Anweisung -
Gib die Zeilen von der mit „--target soldier walking“ bis einschließlich der mit „M 1092 385 L“ vollständig wieder und verschiebe dabei jede Koordinate in den Antwortumrissen um 42. Alles andere, auch die Formatmuster, bleibt unverändert.

Gegebene Angaben -
======

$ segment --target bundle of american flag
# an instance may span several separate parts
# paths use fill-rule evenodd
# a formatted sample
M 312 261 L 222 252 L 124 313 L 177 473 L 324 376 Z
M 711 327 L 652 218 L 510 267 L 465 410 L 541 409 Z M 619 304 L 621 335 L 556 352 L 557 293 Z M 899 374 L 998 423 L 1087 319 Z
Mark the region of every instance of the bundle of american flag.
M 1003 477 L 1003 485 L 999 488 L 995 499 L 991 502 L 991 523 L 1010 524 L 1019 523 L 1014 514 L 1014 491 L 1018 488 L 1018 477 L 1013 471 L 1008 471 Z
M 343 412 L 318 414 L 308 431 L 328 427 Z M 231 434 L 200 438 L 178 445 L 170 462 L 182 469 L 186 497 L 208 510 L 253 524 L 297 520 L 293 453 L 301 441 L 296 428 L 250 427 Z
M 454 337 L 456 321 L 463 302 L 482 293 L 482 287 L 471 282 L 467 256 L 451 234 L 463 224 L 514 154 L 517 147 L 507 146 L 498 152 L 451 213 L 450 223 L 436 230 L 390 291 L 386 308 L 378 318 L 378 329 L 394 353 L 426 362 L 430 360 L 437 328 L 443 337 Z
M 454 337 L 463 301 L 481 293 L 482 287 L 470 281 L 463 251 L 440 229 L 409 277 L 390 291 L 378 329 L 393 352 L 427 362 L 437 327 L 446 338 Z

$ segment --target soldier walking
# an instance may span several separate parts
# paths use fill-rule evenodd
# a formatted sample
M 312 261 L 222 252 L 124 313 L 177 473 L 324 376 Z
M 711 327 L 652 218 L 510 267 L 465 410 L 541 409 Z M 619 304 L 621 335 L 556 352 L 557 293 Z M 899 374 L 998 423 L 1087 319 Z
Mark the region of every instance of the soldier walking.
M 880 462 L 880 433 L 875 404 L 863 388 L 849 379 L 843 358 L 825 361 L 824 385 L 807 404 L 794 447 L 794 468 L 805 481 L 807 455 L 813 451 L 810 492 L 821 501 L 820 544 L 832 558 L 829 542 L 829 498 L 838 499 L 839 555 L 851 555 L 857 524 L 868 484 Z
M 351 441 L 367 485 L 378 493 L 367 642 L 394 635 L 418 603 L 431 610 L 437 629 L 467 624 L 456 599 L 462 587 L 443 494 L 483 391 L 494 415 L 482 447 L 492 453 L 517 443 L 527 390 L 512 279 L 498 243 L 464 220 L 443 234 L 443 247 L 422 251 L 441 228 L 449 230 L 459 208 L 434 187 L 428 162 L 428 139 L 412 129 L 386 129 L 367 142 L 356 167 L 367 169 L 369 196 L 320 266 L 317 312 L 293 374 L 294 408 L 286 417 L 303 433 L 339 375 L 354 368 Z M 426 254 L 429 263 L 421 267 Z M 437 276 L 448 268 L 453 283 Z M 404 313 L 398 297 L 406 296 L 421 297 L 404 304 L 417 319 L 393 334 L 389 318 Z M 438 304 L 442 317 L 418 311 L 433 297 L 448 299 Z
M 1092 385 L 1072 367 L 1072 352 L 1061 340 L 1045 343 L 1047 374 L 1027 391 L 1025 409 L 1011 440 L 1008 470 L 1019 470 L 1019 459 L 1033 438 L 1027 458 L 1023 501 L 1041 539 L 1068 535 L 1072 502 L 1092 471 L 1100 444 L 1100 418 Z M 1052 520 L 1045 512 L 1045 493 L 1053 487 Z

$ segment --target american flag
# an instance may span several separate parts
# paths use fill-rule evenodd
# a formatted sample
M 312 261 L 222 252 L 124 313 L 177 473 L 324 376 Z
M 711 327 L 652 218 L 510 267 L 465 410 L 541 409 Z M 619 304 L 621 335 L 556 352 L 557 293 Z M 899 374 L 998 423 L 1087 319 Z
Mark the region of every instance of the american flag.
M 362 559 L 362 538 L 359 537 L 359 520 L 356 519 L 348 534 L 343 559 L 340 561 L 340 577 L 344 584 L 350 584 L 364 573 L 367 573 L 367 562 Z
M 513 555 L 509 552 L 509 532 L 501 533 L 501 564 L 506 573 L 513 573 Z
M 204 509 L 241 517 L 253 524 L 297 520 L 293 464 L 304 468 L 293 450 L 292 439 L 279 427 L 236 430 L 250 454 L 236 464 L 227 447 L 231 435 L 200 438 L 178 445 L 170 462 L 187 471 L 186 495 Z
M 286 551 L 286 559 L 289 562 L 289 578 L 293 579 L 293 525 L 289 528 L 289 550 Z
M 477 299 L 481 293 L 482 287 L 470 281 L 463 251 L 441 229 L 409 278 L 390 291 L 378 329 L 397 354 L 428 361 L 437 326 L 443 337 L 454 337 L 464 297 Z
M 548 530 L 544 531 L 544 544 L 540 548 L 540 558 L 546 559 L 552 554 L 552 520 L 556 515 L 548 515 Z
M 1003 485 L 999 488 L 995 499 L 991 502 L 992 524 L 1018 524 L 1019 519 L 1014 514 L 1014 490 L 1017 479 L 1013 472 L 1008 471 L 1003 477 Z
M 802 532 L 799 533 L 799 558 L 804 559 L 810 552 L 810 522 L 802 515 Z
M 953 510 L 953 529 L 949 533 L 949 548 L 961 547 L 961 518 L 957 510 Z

======

Fertige Antwort -
$ segment --target soldier walking
# an instance may span several separate parts
# paths use fill-rule evenodd
# a formatted sample
M 312 261 L 222 252 L 124 313 L 177 473 L 324 376 Z
M 711 327 L 652 218 L 510 267 L 465 410 L 541 409 Z M 619 304 L 621 335 L 556 352 L 557 293 Z M 899 374 L 998 423 L 1087 319 Z
Mark the region of every instance of the soldier walking.
M 922 504 L 922 475 L 917 446 L 905 430 L 891 421 L 885 400 L 867 403 L 866 427 L 849 446 L 836 489 L 836 510 L 847 523 L 849 497 L 855 493 L 852 534 L 863 543 L 862 586 L 874 600 L 871 584 L 871 540 L 880 541 L 881 597 L 893 597 L 899 566 L 910 526 Z
M 393 483 L 409 527 L 420 535 L 409 684 L 436 677 L 460 645 L 473 652 L 479 671 L 509 666 L 498 641 L 504 629 L 485 536 L 525 433 L 536 457 L 524 489 L 534 495 L 559 485 L 569 432 L 554 321 L 540 285 L 506 262 L 485 276 L 485 289 L 464 293 L 483 270 L 491 272 L 501 250 L 476 229 L 470 204 L 470 181 L 454 171 L 428 171 L 409 184 L 398 209 L 409 211 L 411 238 L 362 308 L 359 354 L 335 416 L 336 450 L 328 459 L 345 475 L 381 417 L 396 410 Z M 468 296 L 471 305 L 463 309 Z M 479 318 L 490 310 L 495 325 Z M 446 355 L 440 339 L 448 338 L 463 339 L 446 346 L 459 361 L 435 376 L 431 360 Z M 480 346 L 484 359 L 460 353 L 475 339 L 490 341 Z
M 1134 427 L 1114 409 L 1114 394 L 1103 382 L 1087 385 L 1089 416 L 1069 433 L 1067 451 L 1053 482 L 1050 512 L 1061 512 L 1061 501 L 1075 480 L 1069 500 L 1065 543 L 1083 581 L 1110 577 L 1114 544 L 1134 513 L 1142 486 L 1142 460 Z M 1094 562 L 1087 554 L 1087 535 L 1095 529 Z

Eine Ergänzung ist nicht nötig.